[Stored items]
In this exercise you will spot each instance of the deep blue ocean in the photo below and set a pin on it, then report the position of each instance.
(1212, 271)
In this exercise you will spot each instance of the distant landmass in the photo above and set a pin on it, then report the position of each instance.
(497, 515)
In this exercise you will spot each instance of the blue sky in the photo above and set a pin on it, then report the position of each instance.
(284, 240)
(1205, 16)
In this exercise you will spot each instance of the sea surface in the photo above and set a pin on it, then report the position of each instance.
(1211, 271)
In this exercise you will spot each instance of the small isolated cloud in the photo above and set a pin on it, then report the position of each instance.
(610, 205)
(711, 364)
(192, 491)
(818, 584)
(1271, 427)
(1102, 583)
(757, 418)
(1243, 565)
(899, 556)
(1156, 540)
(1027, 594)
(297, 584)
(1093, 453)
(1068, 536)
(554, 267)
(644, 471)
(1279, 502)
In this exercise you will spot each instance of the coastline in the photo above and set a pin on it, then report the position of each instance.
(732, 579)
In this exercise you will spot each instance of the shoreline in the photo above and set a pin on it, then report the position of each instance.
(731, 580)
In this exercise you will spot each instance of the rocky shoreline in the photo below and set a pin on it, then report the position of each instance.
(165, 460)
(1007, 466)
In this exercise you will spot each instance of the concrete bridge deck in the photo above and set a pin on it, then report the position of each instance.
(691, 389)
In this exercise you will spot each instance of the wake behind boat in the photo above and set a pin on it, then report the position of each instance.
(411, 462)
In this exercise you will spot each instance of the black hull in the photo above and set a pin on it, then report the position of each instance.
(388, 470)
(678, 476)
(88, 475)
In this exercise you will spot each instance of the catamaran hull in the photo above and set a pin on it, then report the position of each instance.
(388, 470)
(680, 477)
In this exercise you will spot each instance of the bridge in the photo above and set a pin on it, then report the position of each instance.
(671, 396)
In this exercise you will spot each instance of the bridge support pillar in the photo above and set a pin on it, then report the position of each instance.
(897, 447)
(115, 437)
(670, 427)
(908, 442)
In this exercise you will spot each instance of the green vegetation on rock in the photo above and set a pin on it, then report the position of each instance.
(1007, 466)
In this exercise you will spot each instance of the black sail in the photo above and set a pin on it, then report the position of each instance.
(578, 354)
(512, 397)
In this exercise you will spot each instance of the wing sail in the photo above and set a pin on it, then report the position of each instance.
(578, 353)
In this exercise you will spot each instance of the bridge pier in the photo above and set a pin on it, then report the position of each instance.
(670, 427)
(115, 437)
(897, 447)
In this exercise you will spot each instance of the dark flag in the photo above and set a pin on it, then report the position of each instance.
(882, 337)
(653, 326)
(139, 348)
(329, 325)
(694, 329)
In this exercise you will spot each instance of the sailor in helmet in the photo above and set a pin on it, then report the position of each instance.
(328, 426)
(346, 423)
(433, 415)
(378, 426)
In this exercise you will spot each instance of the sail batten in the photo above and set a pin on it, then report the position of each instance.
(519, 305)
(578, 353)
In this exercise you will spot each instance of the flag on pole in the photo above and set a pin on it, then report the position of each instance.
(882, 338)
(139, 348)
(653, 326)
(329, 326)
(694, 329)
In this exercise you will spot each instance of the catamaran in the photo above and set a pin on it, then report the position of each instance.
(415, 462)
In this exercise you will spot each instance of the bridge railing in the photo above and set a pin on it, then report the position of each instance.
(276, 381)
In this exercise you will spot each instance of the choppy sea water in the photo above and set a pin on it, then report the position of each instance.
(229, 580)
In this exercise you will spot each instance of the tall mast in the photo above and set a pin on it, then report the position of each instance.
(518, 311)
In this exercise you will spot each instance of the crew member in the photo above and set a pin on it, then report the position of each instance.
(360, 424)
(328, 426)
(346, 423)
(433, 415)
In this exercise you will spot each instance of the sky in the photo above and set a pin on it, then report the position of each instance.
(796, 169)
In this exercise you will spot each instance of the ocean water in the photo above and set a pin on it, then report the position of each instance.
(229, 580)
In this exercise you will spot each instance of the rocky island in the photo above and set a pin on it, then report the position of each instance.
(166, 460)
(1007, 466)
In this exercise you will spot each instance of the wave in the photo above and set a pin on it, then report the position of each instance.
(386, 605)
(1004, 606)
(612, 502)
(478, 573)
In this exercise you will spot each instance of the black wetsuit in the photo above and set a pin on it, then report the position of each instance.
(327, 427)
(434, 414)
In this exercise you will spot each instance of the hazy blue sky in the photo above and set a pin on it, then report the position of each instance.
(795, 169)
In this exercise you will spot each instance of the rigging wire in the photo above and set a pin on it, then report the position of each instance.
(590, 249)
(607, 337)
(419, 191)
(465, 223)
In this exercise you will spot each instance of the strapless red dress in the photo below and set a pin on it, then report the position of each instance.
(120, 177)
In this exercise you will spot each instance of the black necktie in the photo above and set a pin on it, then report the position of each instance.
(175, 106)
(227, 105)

- **Problem to work on**: Turn every line of the material above into a numbered list, skipping any blank lines.

- **Correct answer**:
1. In this exercise you will spot each instance of the deep blue ocean in the photo below and set a pin on it, then report the position of each instance.
2. (1212, 271)
3. In this exercise you will spot each instance of the distant landmass in the photo above and set a pin on it, then report the position of each instance.
4. (497, 515)
5. In this exercise you will spot each instance of the blue sky in the photo above and set a pin on it, then report the position of each instance.
6. (284, 240)
7. (1205, 16)
8. In this exercise you will spot each instance of the sea surface in the photo above and set a pin on it, then report the position of each instance.
9. (1211, 271)
10. In this exercise you will spot each instance of the small isolated cloud in the photo above and set a pin on it, then report the position of each instance.
11. (610, 205)
12. (711, 364)
13. (192, 491)
14. (818, 584)
15. (1271, 427)
16. (1102, 583)
17. (757, 418)
18. (1243, 565)
19. (899, 556)
20. (1156, 540)
21. (1027, 594)
22. (297, 584)
23. (1093, 453)
24. (1068, 536)
25. (554, 267)
26. (644, 471)
27. (1279, 502)
28. In this exercise you will spot each instance of the coastline in the photo above and set a pin on it, then report the position of each instance.
29. (732, 579)
30. In this exercise you will spot each instance of the shoreline in the photo above and set a pin on it, then report the position of each instance.
31. (731, 580)
32. In this exercise you will spot each instance of the rocky shoreline in the photo below and set a pin on it, then report the position of each instance.
33. (165, 460)
34. (1007, 466)
35. In this exercise you will spot each instance of the concrete bridge deck in the photo above and set a pin on it, then report the position of each instance.
36. (691, 389)
37. In this exercise you will spot each instance of the wake behind boat in the photo above and set a pin on it, then report the position of each instance.
38. (411, 462)
39. In this exercise you will spot each instance of the black hull in the photo above and set a pin on it, then report the position of each instance.
40. (388, 470)
41. (678, 476)
42. (88, 475)
43. In this exercise you will spot each instance of the catamaran hull in the photo above and set a pin on it, then report the position of each instance.
44. (388, 470)
45. (680, 477)
46. In this exercise you will spot each instance of the bridge in the photo above and set a pin on it, then report the position of each instance.
47. (671, 396)
48. In this exercise you will spot each instance of the bridge support pillar in the photo above and set a pin on it, then report the position of each instance.
49. (897, 447)
50. (115, 437)
51. (670, 427)
52. (908, 442)
53. In this exercise you will spot each instance of the green vegetation on rock in the photo above and set a pin on it, then report the position of each instance.
54. (1007, 466)
55. In this exercise you will spot each instance of the black sail in the photo above and set a pin on it, then report the position of each instance.
56. (578, 354)
57. (512, 397)
58. In this exercise you will spot each instance of the wing sail in the photo above and set a pin on it, then report the position of each instance.
59. (578, 353)
60. In this exercise you will spot each instance of the bridge pier in the photo above and set a pin on it, then report the position of each instance.
61. (670, 427)
62. (115, 437)
63. (897, 447)
64. In this exercise you will spot each instance of the dark flag in the photo above and set a pin on it, then report the position of each instance.
65. (882, 337)
66. (653, 326)
67. (139, 348)
68. (329, 325)
69. (694, 329)
70. In this exercise you will spot each instance of the sailor in helmet in the photo above and set a pin on it, then report the position of each instance.
71. (328, 426)
72. (346, 423)
73. (433, 415)
74. (378, 426)
75. In this exercise you will spot each instance of the sail batten in the photo above and set a pin on it, then report the position of each instance.
76. (519, 305)
77. (578, 353)
78. In this exercise you will spot each instance of the flag on pole in the photo above and set a pin on it, then report the position of each instance.
79. (882, 338)
80. (139, 348)
81. (653, 326)
82. (329, 326)
83. (694, 329)
84. In this exercise you will spot each instance of the catamaran in the photo above and set a pin on it, then report the position of each instance.
85. (415, 462)
86. In this exercise you will spot each instance of the bridge railing in the photo above and set a pin on it, then report the position of each instance.
87. (276, 381)
88. In this exercise you will spot each instance of the choppy sea water in the photo above and set a pin on it, then report the position of each instance.
89. (229, 580)
90. In this exercise you will spot each instance of the tall mast in the photo above and set a pin on it, then report the position of each instance.
91. (518, 311)
92. In this exercise you will spot each instance of the crew member in the photo above and set a pin on it, then report the position of each instance.
93. (360, 424)
94. (328, 426)
95. (346, 423)
96. (433, 415)
97. In this exercise you will spot each instance of the sky in the photo above and set a pin on it, then report the position of each instance.
98. (796, 169)
99. In this exercise you will spot each instance of the ocean water in the photo above and set a pin on it, then report the position of each instance.
100. (229, 580)
101. In this exercise you will spot each instance of the rocky island in the photo above and set a pin on it, then report the position of each instance.
102. (166, 460)
103. (1007, 466)
104. In this exercise you will spot each instance of the wave in the photo above and set a pin on it, then report the position of each instance.
105. (386, 605)
106. (1004, 606)
107. (612, 502)
108. (478, 573)
109. In this exercise you will spot each instance of the black wetsuit in the photo above and set a pin on it, then report the position of each instance.
110. (327, 427)
111. (434, 414)
112. In this exercise you will spot each instance of the hazy blue sky in the photo above and set a pin on it, then report the position of each instance.
113. (795, 169)
114. In this exercise you will spot each instance of the rigging wire in the photo above and set a pin on it, then report the position of each instance.
115. (590, 249)
116. (607, 337)
117. (419, 191)
118. (465, 223)
119. In this exercise you will spot each instance of the strapless red dress in the photo below and set a pin on it, then report the position of each instance.
120. (120, 177)
121. In this exercise you will spot each instance of the black necktie in the photo above and set a pin on it, then report the position of each instance.
122. (175, 106)
123. (227, 105)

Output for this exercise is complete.